■ **Directions for this task**: Revise the data below by replacing each "SHOULD" with "MUST", changing nothing else. Leave the pictures out of your answer.

■ **Provided records**:
━━━
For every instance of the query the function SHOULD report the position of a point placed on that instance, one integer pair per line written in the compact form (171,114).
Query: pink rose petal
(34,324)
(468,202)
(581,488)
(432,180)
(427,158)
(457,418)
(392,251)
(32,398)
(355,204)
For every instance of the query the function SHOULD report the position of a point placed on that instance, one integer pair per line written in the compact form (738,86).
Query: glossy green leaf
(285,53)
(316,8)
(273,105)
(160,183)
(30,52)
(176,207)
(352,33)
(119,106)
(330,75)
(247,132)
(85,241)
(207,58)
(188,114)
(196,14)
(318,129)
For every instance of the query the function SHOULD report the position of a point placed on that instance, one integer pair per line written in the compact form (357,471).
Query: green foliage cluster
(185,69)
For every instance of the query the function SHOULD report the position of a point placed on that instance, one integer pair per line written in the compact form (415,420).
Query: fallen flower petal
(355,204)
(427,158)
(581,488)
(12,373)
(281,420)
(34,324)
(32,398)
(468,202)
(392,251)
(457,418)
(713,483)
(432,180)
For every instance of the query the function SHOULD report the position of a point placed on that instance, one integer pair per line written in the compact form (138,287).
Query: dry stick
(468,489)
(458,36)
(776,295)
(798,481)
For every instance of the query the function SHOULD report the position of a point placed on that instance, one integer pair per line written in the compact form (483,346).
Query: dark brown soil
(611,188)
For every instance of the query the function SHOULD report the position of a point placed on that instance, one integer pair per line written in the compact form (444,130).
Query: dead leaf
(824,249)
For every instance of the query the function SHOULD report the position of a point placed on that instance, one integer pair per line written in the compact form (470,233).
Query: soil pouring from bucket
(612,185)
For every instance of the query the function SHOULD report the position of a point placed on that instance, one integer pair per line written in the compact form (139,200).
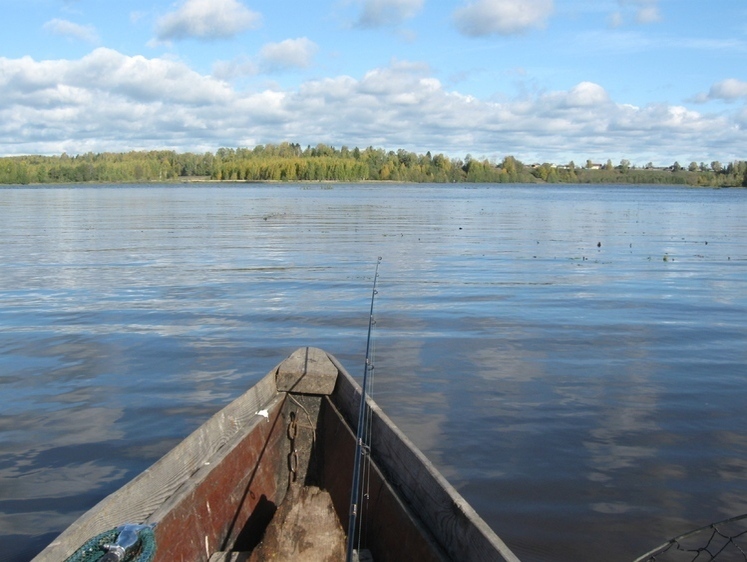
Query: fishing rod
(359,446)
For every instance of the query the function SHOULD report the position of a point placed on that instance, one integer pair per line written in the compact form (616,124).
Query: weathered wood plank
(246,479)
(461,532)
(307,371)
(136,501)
━━━
■ **Task response**:
For every instance of the query the function MUST report the position of a point placed on that instance, one integer pair per line written in the compact form (171,114).
Query: pink rose petal
(34,324)
(468,202)
(581,488)
(432,180)
(427,158)
(457,418)
(392,251)
(32,398)
(355,204)
For every instance of the query the function MUST report the position of a point placed on that instance, one integer pair per line written in the compact form (738,86).
Query: glossy green leaf
(285,53)
(316,8)
(273,105)
(160,183)
(30,52)
(176,207)
(352,33)
(119,106)
(330,75)
(247,132)
(85,241)
(207,58)
(188,114)
(196,14)
(318,129)
For every instance of the query the function MUST report the position of a point placed on that instance, one integer pair per line written in the compact form (357,471).
Query: green foliage cluster
(185,69)
For every instance of the query the function MUST report the position of a point placed on that instance, one integer pair per line written in the compact form (415,420).
Query: fallen flower petal
(355,204)
(427,158)
(581,488)
(12,373)
(281,420)
(34,324)
(32,398)
(468,202)
(392,251)
(457,418)
(713,483)
(432,180)
For every instance of the query the function MUST report the position of a point placed on that instance, one integer pair per line written in the compact form (138,287).
Query: dry stick
(468,489)
(458,36)
(776,295)
(798,481)
For every instance of the query the function MUST report the position of a point placed on that instance, one integer pair per line written in the compact form (483,346).
Query: dark brown soil
(611,188)
For every instance of the query the function MUST report the position of a point placed on that instance, one integer pair per line written in the compact form (444,130).
Query: dead leaf
(824,249)
For every instance of the query the function MUST report the position of a point placed on that instance, one integer pair per line written in the compact form (470,233).
Query: soil pouring from bucket
(612,185)
For every instance of the query the function MUST report the position of a point placed on that instance, one integer pair per line written in the compact form (139,200).
Query: fishing rod
(359,446)
For every instance of the query the function MUST report the position of a point placed on that instance, one integer pair per line written in the compact form (616,124).
Query: weathered wood plank
(246,479)
(461,532)
(307,371)
(136,501)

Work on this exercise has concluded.